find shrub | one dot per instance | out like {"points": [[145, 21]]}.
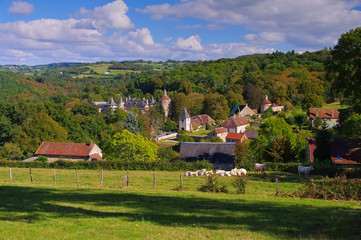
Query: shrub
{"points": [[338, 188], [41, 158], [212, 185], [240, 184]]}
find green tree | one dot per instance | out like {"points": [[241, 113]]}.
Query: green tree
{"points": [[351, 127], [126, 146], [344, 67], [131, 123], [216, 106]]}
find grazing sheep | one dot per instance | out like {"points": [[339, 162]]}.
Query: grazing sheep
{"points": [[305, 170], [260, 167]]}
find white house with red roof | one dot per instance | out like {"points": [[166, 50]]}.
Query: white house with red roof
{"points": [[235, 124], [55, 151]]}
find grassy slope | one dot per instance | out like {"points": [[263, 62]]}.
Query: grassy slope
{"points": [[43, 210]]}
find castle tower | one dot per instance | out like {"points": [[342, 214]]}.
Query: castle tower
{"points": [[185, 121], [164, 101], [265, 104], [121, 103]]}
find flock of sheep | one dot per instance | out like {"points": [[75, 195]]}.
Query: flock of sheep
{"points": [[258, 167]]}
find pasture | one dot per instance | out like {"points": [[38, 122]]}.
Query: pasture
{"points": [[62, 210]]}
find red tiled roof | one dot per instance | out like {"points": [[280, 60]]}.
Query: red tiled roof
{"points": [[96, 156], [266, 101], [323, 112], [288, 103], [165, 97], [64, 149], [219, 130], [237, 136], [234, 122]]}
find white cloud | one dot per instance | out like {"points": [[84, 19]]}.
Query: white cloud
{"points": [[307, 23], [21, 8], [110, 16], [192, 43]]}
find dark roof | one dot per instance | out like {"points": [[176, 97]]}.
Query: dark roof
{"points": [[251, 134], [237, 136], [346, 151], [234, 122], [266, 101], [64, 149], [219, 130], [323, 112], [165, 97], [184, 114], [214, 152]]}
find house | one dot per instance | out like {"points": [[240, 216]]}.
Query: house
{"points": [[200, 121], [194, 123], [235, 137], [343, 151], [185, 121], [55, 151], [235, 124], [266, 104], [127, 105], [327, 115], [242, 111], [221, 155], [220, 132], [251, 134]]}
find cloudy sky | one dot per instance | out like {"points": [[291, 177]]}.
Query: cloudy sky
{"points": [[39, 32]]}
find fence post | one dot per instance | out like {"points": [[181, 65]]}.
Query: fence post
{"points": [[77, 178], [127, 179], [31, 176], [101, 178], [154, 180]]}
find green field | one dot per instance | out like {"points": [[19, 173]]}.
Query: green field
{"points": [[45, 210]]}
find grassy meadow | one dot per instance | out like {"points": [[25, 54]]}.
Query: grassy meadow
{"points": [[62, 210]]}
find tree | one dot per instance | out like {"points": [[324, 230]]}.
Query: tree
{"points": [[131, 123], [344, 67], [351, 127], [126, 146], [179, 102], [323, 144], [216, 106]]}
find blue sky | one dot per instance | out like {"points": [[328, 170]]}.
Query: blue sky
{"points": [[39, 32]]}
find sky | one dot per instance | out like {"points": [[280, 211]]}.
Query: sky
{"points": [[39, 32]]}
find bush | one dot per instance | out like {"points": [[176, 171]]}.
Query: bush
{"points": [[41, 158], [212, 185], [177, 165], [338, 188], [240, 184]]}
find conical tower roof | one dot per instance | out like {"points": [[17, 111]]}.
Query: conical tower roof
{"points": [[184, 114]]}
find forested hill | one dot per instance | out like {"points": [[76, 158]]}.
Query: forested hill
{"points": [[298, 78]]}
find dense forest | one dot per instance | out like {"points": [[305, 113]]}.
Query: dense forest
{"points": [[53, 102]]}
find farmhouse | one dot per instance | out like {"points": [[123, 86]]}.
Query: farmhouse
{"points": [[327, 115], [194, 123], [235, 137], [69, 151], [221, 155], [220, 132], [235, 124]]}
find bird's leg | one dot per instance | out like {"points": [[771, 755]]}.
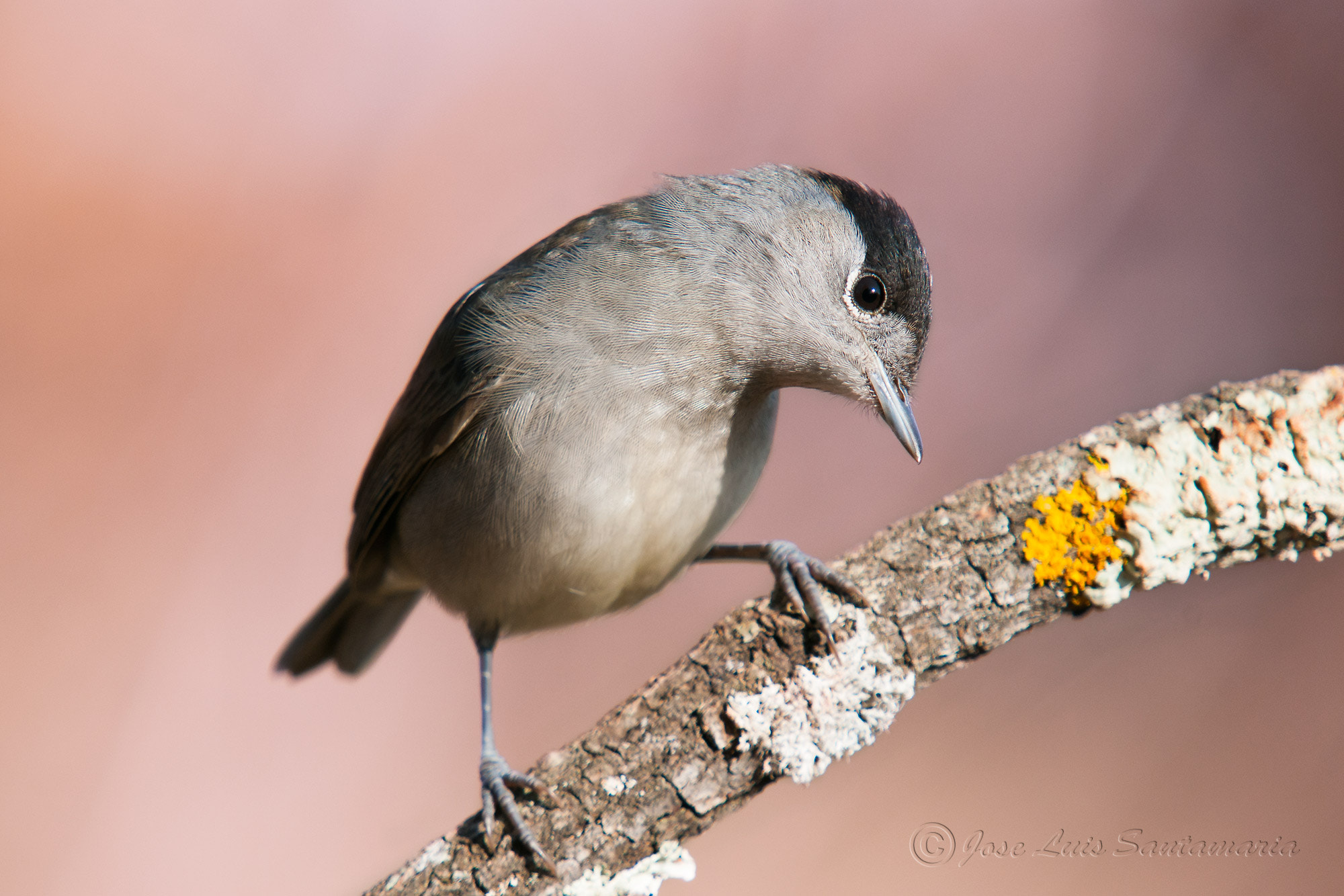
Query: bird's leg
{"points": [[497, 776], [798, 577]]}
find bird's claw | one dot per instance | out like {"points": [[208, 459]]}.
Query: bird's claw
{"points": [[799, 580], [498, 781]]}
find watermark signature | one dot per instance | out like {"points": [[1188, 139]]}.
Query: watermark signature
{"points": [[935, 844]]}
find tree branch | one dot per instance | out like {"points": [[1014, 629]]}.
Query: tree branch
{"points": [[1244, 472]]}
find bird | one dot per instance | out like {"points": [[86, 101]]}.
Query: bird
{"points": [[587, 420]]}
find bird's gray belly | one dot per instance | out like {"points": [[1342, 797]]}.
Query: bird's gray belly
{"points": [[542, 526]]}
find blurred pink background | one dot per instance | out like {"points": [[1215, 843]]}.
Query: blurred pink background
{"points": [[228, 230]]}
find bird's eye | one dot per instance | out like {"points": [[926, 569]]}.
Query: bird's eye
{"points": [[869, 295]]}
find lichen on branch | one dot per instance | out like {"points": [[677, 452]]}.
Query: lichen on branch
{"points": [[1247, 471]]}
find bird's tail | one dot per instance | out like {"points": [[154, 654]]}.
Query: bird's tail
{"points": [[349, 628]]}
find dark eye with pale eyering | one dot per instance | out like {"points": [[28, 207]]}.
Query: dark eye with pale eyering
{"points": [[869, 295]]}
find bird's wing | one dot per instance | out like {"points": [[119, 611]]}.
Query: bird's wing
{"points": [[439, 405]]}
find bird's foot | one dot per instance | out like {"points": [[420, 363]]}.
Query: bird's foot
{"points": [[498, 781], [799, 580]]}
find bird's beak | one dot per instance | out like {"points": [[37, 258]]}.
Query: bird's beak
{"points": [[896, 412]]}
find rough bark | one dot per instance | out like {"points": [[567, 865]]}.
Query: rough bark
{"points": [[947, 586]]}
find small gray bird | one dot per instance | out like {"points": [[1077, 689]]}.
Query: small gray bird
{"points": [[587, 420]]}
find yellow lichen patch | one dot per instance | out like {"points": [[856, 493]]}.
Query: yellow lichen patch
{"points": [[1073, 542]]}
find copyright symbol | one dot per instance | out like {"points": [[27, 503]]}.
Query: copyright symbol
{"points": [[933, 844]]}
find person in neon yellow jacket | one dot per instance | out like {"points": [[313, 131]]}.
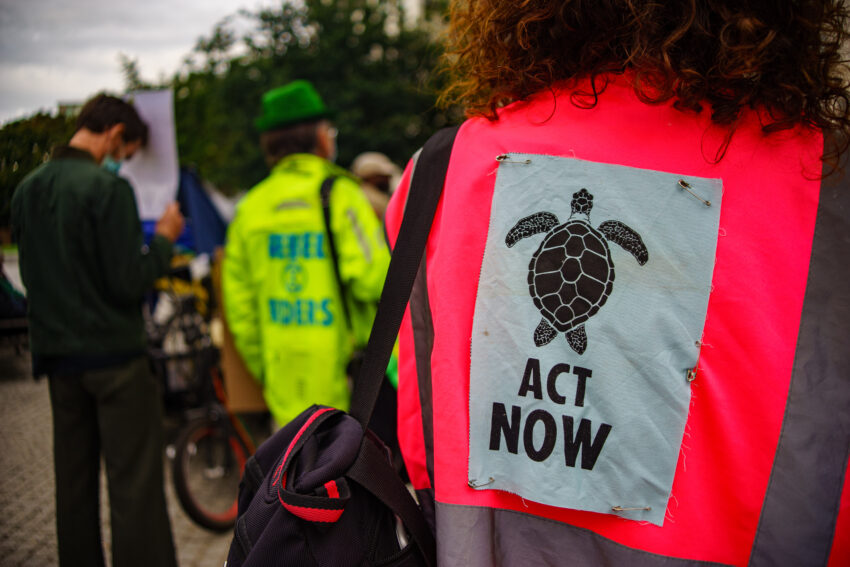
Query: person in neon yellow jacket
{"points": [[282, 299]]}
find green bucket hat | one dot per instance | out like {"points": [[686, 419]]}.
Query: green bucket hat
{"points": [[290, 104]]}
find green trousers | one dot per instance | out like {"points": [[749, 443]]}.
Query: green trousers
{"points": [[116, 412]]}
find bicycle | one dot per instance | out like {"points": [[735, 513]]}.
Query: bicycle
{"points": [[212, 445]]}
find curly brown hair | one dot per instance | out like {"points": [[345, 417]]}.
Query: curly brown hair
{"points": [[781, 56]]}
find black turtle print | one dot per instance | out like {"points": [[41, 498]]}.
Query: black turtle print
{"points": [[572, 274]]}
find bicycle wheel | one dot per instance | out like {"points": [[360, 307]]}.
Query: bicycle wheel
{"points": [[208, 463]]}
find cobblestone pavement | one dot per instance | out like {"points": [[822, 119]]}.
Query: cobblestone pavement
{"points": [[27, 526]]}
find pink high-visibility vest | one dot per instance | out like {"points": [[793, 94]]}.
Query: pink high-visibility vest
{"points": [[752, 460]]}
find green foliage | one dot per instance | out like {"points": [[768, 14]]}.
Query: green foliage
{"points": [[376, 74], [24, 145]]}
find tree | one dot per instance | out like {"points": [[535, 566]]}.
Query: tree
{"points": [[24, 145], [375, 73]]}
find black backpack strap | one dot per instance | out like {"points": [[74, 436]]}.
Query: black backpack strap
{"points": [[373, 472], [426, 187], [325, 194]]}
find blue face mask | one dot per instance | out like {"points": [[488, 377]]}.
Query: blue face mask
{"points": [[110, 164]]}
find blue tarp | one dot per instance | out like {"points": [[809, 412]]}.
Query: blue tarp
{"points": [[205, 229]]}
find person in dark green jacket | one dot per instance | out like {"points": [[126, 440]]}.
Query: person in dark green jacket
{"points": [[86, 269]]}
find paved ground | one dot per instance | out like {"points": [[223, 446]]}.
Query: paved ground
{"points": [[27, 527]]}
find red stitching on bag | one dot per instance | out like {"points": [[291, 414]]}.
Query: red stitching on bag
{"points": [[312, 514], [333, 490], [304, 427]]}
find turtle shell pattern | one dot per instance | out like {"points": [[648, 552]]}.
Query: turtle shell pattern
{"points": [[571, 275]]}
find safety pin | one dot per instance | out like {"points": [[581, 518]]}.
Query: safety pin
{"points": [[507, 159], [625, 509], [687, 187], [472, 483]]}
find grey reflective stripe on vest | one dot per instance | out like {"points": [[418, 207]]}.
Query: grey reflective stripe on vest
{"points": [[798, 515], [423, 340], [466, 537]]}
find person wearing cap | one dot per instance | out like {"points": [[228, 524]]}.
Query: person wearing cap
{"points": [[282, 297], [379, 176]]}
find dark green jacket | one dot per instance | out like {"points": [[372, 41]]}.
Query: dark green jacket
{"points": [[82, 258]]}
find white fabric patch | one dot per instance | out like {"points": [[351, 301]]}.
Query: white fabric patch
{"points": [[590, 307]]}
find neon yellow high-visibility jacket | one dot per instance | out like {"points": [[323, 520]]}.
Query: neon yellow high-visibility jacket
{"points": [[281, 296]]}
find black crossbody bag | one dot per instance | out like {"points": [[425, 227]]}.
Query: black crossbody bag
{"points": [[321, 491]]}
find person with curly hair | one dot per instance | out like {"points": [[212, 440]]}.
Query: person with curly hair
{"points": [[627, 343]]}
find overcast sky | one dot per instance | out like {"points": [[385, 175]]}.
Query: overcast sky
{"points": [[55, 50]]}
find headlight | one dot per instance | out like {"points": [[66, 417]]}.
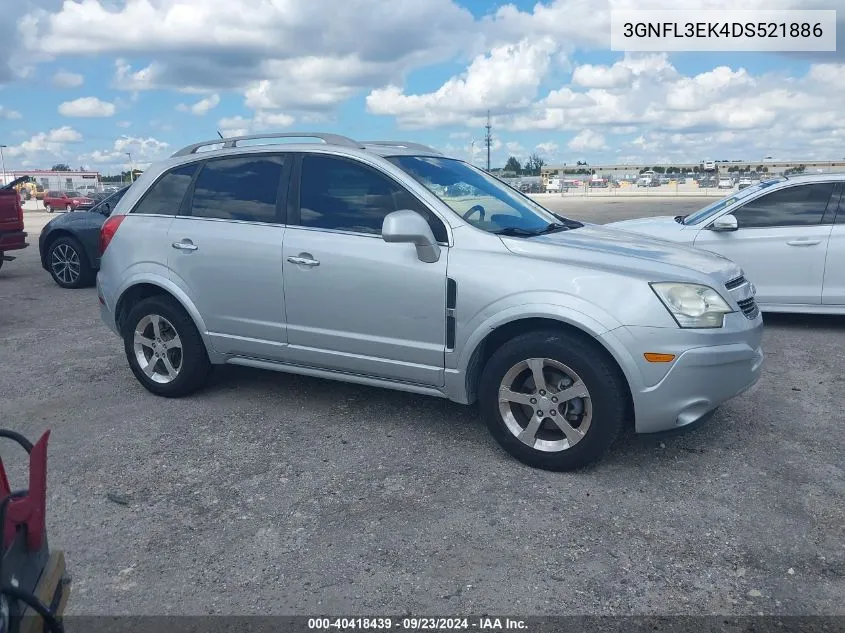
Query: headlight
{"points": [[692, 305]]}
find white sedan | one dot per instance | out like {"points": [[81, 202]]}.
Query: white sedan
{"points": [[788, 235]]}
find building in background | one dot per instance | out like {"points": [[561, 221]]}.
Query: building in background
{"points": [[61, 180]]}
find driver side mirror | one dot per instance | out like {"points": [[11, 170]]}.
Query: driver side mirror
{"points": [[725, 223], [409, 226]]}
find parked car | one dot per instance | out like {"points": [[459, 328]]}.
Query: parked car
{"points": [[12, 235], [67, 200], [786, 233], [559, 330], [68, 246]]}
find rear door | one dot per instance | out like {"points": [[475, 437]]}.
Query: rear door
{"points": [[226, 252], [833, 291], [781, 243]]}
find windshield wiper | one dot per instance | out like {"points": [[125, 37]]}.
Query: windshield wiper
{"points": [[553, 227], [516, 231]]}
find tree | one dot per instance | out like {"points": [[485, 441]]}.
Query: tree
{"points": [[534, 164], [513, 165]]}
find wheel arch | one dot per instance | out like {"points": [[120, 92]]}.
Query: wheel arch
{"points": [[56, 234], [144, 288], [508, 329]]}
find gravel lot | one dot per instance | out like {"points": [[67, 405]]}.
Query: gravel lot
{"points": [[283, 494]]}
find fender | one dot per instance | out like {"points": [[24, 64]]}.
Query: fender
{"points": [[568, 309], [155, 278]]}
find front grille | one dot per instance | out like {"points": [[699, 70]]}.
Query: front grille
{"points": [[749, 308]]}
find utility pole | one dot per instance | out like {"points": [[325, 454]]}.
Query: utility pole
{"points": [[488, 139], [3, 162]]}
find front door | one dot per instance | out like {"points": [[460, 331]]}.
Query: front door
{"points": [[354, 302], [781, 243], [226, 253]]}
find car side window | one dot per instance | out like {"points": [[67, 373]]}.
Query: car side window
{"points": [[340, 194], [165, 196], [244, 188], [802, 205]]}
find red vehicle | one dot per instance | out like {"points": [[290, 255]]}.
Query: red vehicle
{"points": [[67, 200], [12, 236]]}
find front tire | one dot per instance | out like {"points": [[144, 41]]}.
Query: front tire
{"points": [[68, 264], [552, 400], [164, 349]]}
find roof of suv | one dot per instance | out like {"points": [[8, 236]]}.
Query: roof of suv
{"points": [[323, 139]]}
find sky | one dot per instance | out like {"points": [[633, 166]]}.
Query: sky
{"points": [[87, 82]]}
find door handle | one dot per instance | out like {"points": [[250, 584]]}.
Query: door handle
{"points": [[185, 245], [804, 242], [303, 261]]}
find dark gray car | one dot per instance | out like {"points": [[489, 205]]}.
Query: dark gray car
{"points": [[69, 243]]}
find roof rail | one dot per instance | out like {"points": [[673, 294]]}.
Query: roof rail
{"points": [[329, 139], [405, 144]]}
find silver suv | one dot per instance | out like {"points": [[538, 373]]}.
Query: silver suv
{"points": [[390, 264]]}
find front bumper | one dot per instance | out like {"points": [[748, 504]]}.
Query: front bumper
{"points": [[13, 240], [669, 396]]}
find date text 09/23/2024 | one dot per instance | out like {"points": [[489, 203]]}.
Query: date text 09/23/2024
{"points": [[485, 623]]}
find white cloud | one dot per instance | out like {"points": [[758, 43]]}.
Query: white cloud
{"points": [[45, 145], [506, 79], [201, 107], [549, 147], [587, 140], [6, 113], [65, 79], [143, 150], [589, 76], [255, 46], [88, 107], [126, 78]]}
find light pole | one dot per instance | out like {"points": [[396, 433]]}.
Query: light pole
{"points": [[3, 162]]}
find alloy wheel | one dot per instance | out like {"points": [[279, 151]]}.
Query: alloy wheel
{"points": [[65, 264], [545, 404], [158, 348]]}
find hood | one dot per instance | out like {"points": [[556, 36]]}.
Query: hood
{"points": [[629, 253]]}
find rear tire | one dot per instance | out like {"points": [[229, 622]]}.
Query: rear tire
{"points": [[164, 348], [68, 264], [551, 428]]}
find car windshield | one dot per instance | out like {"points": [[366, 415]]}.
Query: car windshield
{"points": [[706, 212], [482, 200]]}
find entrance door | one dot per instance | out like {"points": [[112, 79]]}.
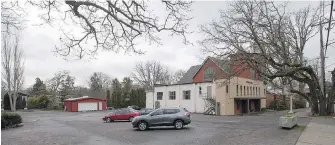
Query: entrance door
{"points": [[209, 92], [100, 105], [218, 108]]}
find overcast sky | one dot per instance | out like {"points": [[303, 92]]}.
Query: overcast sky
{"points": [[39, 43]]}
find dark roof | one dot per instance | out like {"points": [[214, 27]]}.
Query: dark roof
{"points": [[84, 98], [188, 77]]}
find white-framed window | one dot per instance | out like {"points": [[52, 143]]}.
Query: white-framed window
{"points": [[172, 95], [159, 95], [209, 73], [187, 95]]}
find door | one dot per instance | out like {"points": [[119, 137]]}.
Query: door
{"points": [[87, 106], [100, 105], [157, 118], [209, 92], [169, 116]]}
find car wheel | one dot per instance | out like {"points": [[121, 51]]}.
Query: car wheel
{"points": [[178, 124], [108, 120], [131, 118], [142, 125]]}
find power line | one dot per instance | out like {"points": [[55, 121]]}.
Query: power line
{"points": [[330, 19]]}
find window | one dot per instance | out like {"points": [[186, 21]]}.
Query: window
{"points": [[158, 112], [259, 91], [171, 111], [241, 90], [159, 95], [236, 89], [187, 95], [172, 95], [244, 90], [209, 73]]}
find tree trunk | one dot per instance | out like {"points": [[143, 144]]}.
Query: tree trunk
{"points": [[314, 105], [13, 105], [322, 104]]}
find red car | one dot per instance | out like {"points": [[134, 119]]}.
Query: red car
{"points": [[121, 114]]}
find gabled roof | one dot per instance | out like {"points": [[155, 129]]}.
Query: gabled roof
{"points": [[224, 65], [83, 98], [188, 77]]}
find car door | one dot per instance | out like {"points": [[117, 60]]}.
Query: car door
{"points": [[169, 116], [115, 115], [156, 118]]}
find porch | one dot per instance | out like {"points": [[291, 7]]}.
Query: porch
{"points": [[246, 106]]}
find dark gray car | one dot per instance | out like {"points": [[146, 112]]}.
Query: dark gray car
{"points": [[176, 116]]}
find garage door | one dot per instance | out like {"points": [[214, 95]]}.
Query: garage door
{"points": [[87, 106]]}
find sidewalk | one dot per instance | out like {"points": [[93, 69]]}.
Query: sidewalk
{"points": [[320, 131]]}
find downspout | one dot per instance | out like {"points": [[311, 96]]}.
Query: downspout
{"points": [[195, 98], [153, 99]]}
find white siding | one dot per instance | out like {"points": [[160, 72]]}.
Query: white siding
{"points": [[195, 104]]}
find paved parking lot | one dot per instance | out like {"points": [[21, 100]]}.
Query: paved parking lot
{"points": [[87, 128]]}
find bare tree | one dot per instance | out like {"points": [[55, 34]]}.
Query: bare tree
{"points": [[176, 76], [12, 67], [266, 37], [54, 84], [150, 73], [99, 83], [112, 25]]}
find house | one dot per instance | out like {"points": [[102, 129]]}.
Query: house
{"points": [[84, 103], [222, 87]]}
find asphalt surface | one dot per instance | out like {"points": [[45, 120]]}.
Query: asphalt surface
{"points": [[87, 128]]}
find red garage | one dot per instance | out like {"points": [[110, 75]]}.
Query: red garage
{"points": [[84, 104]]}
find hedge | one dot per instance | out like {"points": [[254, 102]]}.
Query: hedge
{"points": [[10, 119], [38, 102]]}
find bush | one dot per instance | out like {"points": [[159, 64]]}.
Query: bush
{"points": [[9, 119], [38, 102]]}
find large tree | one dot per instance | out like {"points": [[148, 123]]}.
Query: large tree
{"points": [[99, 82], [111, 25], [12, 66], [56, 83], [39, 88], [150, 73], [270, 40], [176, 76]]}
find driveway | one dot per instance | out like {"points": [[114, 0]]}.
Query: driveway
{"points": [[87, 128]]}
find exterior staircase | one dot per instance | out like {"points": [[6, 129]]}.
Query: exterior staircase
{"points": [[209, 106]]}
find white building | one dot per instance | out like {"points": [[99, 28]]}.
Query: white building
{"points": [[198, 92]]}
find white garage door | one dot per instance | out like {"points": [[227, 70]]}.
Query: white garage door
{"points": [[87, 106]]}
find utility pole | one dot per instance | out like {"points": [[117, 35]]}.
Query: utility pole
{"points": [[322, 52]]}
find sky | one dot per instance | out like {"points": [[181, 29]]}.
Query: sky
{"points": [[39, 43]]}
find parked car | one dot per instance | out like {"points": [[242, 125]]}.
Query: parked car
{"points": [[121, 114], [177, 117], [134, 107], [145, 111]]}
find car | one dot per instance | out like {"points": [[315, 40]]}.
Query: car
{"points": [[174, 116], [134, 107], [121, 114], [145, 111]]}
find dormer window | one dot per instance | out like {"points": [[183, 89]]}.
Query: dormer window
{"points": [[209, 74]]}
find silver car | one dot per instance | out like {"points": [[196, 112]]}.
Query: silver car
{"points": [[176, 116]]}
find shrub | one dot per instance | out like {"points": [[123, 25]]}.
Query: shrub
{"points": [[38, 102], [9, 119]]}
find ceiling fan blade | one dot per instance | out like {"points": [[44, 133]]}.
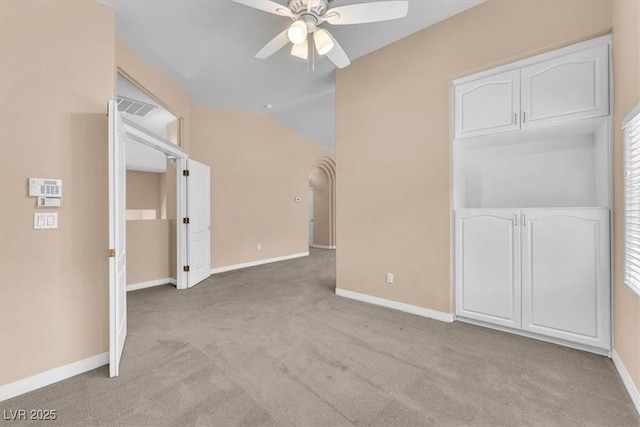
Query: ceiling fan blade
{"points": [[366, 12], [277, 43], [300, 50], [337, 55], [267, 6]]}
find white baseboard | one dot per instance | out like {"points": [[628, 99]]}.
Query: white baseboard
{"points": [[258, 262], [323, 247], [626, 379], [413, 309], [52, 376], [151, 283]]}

===============

:: WHAT THIS TASK INVOLVES ::
Output nothing but the lines from the line with "find car | one" through the last line of the material above, please, word for word and without the pictures.

:: REPLY ::
find car | one dot per instance | out like {"points": [[315, 40]]}.
Query: car
{"points": [[174, 116], [134, 107], [121, 114], [145, 111]]}
find dormer window | one dot per instance | out like {"points": [[183, 89]]}.
Query: dormer window
{"points": [[209, 74]]}
find silver car | one dot per instance | out like {"points": [[196, 112]]}.
Query: silver car
{"points": [[176, 116]]}
find shrub | one dot per instance | out like {"points": [[123, 25]]}.
Query: shrub
{"points": [[38, 102], [9, 119]]}
find ceiling fan blade | one dot per instance | out like {"points": [[44, 133]]}.
Query: ceiling fan blade
{"points": [[366, 12], [277, 43], [300, 50], [337, 55], [267, 6]]}
find white baseboard | one dot per instance | out like {"points": [[628, 99]]}.
Query: white baseboard
{"points": [[258, 262], [323, 247], [626, 379], [413, 309], [52, 376], [151, 283]]}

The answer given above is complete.